» **Problem description**: Repeat the material below exactly, line for line.
## START Material supplied
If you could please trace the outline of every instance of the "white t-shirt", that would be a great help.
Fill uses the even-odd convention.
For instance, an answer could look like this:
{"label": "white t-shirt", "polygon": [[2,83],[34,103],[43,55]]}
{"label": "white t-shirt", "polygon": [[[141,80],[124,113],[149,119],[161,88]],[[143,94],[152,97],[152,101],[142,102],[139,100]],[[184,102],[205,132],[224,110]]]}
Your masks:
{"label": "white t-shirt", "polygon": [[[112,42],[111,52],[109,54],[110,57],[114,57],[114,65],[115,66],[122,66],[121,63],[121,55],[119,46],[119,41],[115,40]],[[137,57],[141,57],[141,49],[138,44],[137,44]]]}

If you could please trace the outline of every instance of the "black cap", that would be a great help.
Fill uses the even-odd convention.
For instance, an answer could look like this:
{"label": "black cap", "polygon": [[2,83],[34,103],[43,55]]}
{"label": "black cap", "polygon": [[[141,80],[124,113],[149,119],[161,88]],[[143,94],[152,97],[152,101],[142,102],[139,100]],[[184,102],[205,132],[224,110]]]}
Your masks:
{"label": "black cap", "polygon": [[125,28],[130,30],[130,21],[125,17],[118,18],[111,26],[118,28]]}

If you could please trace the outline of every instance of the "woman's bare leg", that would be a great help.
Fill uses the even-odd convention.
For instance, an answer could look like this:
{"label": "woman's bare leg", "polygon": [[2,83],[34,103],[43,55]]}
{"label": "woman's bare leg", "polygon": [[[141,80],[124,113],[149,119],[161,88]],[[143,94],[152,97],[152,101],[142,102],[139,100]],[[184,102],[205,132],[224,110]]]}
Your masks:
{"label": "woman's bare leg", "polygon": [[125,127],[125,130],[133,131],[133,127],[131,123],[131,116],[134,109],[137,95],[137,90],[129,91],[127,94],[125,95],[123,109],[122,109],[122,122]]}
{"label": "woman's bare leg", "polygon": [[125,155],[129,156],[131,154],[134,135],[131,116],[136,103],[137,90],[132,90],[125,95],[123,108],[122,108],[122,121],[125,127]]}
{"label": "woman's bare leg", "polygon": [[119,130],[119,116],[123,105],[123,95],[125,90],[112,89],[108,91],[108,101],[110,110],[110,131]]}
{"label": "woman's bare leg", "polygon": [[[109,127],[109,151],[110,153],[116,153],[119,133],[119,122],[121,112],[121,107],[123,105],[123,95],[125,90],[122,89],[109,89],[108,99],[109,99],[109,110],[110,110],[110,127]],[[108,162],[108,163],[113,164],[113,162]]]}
## END Material supplied
» **Output of the task**:
If you could please trace the outline of every instance of the "white t-shirt", that would be a great help.
Fill uses the even-odd convention.
For instance, an answer could look like this:
{"label": "white t-shirt", "polygon": [[2,83],[34,103],[43,55]]}
{"label": "white t-shirt", "polygon": [[[141,80],[124,113],[149,119],[161,88]],[[143,94],[152,97],[152,101],[142,102],[139,100]],[[184,102],[205,132],[224,110]]]}
Your masks:
{"label": "white t-shirt", "polygon": [[[112,42],[111,52],[109,54],[110,57],[114,57],[114,65],[115,66],[122,66],[121,63],[121,55],[119,46],[119,41],[115,40]],[[137,57],[141,57],[141,49],[138,44],[137,44]]]}

If you could please trace the outline of every instance of the "black cap", that would be a great help.
Fill uses the even-odd convention.
For instance, an answer could look like this:
{"label": "black cap", "polygon": [[2,83],[34,103],[43,55]]}
{"label": "black cap", "polygon": [[[141,80],[124,113],[149,119],[161,88]],[[143,94],[152,97],[152,101],[142,102],[139,100]],[[184,102],[205,132],[224,110]]]}
Your masks:
{"label": "black cap", "polygon": [[125,28],[130,30],[130,21],[125,17],[118,18],[111,26],[118,28]]}

If you could please trace the outline of every instance of the "woman's bare leg", that would be a great help.
Fill uses the even-odd convention.
For instance, an answer could look like this:
{"label": "woman's bare leg", "polygon": [[2,83],[34,103],[43,55]]}
{"label": "woman's bare leg", "polygon": [[[141,80],[124,113],[149,119],[161,88]],[[143,94],[152,97],[152,101],[142,102],[139,100]],[[184,102],[205,132],[224,110]]]}
Your masks:
{"label": "woman's bare leg", "polygon": [[125,127],[125,130],[133,131],[133,127],[131,123],[131,116],[134,109],[137,95],[137,90],[129,91],[127,94],[125,95],[123,109],[122,109],[122,122]]}
{"label": "woman's bare leg", "polygon": [[125,155],[129,156],[131,154],[134,135],[131,116],[136,103],[137,90],[132,90],[125,95],[123,108],[122,108],[122,121],[125,127]]}
{"label": "woman's bare leg", "polygon": [[119,130],[119,116],[123,105],[123,95],[125,90],[112,89],[108,91],[108,101],[110,110],[110,131]]}
{"label": "woman's bare leg", "polygon": [[[109,127],[109,151],[110,153],[116,153],[119,133],[119,122],[121,112],[121,107],[123,105],[123,95],[125,90],[122,89],[109,89],[108,99],[109,99],[109,110],[110,110],[110,127]],[[108,162],[108,163],[113,164],[113,162]]]}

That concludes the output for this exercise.